§ BRIEF: Can you update the material below so every "Query" becomes "Prompt", with nothing else changed?

§ Records from a dataset:
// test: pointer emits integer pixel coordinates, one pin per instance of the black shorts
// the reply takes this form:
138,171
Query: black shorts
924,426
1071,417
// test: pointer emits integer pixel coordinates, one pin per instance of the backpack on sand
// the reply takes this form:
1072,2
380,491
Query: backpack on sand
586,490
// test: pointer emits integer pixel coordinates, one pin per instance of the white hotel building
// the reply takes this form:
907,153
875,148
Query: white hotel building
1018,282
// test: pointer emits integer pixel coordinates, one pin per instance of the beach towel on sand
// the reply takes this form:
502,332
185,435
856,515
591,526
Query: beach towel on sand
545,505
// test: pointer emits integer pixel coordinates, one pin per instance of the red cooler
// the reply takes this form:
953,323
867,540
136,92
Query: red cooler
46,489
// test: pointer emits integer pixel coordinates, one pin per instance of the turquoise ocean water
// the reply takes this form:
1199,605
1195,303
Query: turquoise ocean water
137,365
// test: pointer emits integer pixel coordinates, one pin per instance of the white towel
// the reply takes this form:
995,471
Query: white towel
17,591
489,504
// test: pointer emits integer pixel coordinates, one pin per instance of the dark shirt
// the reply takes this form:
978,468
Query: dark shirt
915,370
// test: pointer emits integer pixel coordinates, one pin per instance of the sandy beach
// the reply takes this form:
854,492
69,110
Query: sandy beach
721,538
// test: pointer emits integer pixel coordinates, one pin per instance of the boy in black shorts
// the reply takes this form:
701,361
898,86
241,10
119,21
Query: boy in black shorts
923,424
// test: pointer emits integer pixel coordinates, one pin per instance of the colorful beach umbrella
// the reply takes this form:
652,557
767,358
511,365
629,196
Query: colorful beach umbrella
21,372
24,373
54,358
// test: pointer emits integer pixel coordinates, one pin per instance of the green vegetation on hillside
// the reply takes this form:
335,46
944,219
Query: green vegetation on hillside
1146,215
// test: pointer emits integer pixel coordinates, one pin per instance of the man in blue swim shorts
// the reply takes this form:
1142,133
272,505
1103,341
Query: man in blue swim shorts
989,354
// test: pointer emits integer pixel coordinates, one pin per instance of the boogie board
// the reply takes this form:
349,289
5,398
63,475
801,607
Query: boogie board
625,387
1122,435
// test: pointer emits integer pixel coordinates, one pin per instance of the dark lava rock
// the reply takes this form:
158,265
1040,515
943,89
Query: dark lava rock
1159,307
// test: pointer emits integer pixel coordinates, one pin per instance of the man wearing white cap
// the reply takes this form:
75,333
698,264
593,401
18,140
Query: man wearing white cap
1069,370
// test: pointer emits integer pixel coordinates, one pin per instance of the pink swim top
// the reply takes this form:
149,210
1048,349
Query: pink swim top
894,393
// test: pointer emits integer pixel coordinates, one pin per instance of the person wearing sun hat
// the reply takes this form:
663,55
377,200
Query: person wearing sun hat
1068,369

§ TASK SOLUTION:
// test: pointer emits integer pixel coordinates, one pin per instance of the black shorts
// the reply takes this form:
138,171
Prompt: black shorts
924,426
1071,417
// test: pointer emits integer pixel coordinates, one pin per instance of the backpack on sand
// the reply takes this form:
1072,2
380,491
Prompt: backpack on sand
586,490
// test: pointer emits integer pixel coordinates, one pin per instance of the white hotel building
// the reply takes this form:
907,153
875,148
Prompt: white hotel building
1018,282
// test: pointer emits integer pixel coordinates, one pin per instance of the beach towel on sand
// the reply takes this form:
502,332
185,435
856,515
591,526
Prompt: beach towel on sand
545,505
// test: pointer emits integer pixel coordinates, one pin per instance of the red cooler
// the reply takes this form:
953,323
867,540
136,92
Prompt: red cooler
46,489
// test: pointer emits integer pixel coordinates, one pin per instance of the turquoise ocean water
// the reply takes this form:
1199,605
1195,303
Prompt: turquoise ocean water
137,365
// test: pointer emits integer pixel coordinates, one pin per instance of the white towel
// the reply takes this form:
995,471
Prompt: white towel
17,591
489,504
// test: pointer emits integer pixel coordinates, one pin per instance of the dark shirt
// the reply takes this form:
978,468
Prompt: dark shirt
915,370
// test: pointer emits integer pixel coordinates, one pin per instance of the sandy beach
// the reply takes this form:
854,492
69,110
Prompt: sandy beach
721,538
// test: pointer emits integer pixel coordinates, one pin per instance of the boy in black shorts
// the reply takes this form:
701,361
898,86
241,10
119,21
Prompt: boy in black shorts
923,424
// test: pointer emits integer pixel coordinates, one pin per instance of the colorful beach umbrella
// the reply takes this form:
652,557
767,358
511,365
629,196
Prompt: colorful beach umbrella
21,372
24,373
54,358
// test: pointer emits integer pixel coordinates, one pin per instance of the green vegetation on hillside
// the reply takes this form:
335,46
944,219
Prompt: green vegetation on hillside
1146,215
// test: pointer emits integer pixel coordinates, one pin per instance of the man in blue swim shorts
// the reply takes this form:
1142,133
272,505
1103,341
Prompt: man in blue swim shorts
989,354
// test: pointer emits integer pixel coordinates, one pin per instance of the boogie board
// the reply takes this form:
349,289
5,398
63,475
801,607
Prompt: boogie board
625,387
1122,435
// test: pointer emits integer pixel coordinates, one pin per instance of the dark lava rock
// the reply takes this form:
158,265
1040,515
943,89
Prompt: dark lava rock
1159,307
// test: pointer emits integer pixel coordinates, one pin per instance of the man wearing white cap
// the reply takes this form:
75,333
698,264
593,401
18,140
Prompt: man wearing white cap
1069,370
// test: pointer emits integer pixel coordinates, one pin per instance of the pink swim top
// the reply takes this form:
149,210
1048,349
Prompt: pink swim top
894,393
// test: pointer emits integer pixel coordinates, one pin per instance of the person wearing sun hat
// the reply takes this form:
663,55
377,200
Prompt: person wearing sun hat
1068,369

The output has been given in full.